Task requirements:
Show every line from the entries that follow which holds the word "jacket".

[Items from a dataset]

★ ★ ★ ★ ★ ★ ★

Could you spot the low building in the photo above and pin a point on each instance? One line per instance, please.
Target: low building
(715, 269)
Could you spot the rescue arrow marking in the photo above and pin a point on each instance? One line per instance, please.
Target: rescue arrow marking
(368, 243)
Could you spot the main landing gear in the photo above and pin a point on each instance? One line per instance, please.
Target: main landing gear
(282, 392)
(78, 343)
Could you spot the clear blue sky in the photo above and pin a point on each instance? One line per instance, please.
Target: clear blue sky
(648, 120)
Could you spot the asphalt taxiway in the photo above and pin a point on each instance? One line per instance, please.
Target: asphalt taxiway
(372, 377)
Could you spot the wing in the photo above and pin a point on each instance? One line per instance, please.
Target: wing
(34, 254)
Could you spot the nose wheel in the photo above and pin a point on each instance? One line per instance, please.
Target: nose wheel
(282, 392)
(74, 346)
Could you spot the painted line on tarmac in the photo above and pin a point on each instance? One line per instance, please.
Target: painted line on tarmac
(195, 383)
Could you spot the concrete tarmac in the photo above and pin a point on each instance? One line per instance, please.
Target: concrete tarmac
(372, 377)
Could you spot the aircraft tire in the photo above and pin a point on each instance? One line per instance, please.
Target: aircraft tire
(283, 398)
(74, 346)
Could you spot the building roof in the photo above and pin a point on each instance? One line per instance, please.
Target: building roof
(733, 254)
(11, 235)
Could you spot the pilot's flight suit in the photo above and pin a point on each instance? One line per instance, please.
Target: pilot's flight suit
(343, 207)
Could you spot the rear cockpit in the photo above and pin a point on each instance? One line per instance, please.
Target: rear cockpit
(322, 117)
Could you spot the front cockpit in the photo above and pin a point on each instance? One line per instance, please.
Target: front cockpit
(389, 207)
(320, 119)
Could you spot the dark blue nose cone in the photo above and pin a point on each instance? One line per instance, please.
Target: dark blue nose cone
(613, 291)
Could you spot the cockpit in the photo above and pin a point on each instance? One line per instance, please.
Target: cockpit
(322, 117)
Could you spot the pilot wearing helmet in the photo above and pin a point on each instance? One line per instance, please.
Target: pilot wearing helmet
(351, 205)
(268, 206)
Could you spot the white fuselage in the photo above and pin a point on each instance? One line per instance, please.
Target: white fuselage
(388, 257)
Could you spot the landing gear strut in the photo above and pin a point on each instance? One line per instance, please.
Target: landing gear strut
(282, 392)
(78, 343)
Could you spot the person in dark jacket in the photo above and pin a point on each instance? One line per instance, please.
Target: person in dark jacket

★ ★ ★ ★ ★ ★ ★

Solution to this task:
Could you spot the person in dark jacket in the photo above and pin a point on each instance? One line per instance, please.
Target: person in dark jacket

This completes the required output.